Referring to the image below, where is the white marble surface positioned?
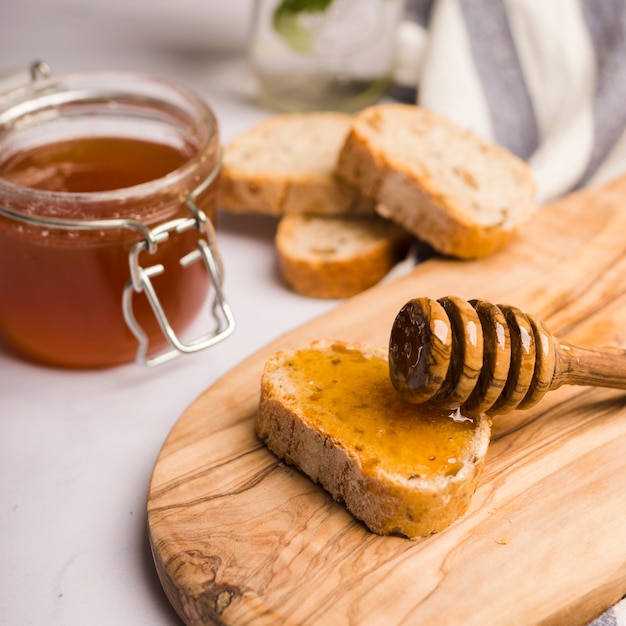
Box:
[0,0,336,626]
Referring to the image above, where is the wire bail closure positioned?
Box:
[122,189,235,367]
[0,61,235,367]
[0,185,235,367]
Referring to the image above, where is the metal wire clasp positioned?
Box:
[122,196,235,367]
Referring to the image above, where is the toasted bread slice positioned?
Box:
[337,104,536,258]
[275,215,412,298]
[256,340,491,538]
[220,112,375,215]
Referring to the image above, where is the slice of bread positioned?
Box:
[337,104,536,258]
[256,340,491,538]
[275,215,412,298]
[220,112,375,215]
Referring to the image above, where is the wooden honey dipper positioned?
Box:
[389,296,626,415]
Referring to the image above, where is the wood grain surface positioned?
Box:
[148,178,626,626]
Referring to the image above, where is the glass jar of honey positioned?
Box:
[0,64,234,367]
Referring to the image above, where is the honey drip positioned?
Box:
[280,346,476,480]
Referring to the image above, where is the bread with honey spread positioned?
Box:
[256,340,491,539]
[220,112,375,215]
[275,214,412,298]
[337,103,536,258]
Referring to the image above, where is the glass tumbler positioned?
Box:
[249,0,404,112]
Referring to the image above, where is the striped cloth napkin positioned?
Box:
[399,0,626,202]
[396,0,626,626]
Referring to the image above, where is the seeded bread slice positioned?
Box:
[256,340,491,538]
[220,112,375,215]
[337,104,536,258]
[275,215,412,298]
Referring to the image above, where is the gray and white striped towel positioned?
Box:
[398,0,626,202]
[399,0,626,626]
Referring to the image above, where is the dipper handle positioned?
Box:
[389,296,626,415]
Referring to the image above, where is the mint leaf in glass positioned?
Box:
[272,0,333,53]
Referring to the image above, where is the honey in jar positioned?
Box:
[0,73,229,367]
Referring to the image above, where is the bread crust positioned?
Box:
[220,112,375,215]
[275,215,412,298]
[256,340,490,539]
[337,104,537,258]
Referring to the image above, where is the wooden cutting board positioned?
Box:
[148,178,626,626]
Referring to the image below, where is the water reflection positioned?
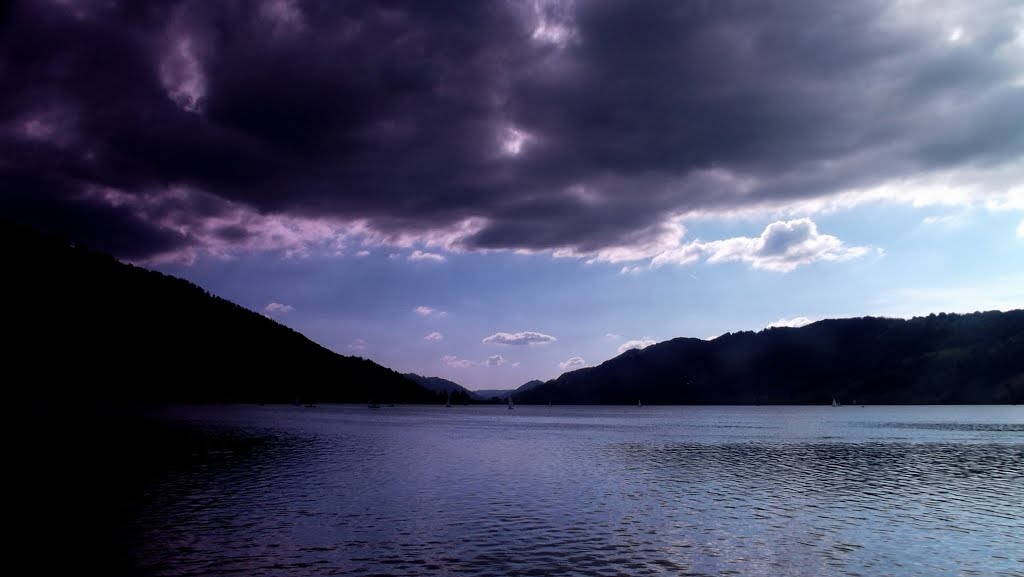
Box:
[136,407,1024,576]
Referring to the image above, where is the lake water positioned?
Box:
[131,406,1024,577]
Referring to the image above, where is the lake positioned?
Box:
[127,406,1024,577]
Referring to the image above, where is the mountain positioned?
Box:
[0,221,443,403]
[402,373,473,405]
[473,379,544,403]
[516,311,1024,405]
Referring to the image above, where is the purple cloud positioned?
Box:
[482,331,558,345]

..............................

Rewrite the part of the material that opens with the line containing "Referring to the image above, where is the mountain" and closes at the end of the material, with "purple" changed to "violet" and nothing else altered. Give only that part.

#### [RESPONSE TO THE TASK]
Referring to the image above, where is the mountain positioned?
Box:
[0,221,443,403]
[402,373,473,405]
[473,379,544,403]
[516,311,1024,405]
Referring to the image above, where is the violet cloud positioned?
Box:
[482,331,558,345]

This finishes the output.